- [Provided data]
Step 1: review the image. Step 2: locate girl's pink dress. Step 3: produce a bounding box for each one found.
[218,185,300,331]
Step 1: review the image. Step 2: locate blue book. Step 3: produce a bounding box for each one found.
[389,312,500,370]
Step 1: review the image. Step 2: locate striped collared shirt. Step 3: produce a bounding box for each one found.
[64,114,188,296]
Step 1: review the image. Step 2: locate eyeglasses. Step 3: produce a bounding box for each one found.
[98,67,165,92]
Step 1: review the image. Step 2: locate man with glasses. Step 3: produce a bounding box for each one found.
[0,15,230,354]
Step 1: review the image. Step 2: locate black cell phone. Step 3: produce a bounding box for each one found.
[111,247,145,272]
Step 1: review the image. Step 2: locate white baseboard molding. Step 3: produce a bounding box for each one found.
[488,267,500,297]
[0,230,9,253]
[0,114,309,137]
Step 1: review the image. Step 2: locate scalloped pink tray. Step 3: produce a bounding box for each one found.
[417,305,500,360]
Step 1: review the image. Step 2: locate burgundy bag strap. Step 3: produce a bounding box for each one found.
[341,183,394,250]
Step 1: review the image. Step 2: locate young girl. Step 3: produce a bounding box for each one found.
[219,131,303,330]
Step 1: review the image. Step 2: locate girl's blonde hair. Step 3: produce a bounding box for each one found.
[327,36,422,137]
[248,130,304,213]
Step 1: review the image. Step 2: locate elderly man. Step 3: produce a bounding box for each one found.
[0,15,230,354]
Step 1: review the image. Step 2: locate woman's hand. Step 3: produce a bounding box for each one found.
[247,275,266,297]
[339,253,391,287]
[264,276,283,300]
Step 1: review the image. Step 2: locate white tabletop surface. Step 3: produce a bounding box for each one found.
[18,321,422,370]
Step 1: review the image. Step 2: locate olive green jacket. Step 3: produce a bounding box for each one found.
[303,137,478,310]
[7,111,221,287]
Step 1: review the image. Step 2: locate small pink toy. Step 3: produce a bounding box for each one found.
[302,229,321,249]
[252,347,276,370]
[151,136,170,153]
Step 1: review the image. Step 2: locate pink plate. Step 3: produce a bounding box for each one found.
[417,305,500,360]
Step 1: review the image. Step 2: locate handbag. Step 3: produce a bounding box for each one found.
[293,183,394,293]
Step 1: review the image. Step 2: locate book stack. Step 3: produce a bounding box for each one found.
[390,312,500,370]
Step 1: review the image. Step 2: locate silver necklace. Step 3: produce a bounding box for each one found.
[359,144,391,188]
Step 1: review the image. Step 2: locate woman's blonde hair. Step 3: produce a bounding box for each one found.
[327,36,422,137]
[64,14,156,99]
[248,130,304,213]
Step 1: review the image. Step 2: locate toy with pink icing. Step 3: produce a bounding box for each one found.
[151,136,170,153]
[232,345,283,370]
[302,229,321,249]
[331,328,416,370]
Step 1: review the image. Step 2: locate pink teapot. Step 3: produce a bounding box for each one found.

- [Aim]
Copy out, without any changes, every line from the one containing "Step 1: review the image. Step 2: locate pink plate." through the final line of the items, including both of those lines.

- [The output]
Step 1: review the image. Step 2: locate pink plate. Step 3: produce a bounding box for each one found.
[417,305,500,360]
Step 1: review the image. Step 2: locate handbag. Step 3: produce a bounding box for each one found.
[293,183,394,293]
Step 1: review the image. Step 2: locate book stack. Step 3: produce a bounding box for each one found.
[390,312,500,370]
Step 1: review the image. Step 2: locate silver necklace. Step 3: produce a bounding box for each one found.
[359,144,391,188]
Step 1: review the image. Step 2: locate woman's blonde hair. Step 3: produce a bounding box for each one found.
[327,36,422,137]
[64,14,156,99]
[248,130,304,213]
Step 1: review the image. Step 2: locate toy with pink icing. Step 3: produce a bounding box for each one found.
[151,136,170,153]
[232,345,283,370]
[302,229,321,249]
[331,328,416,370]
Step 1: review the image. Step 2: locate pink teapot. Step 3: produce a bounding box for each one found.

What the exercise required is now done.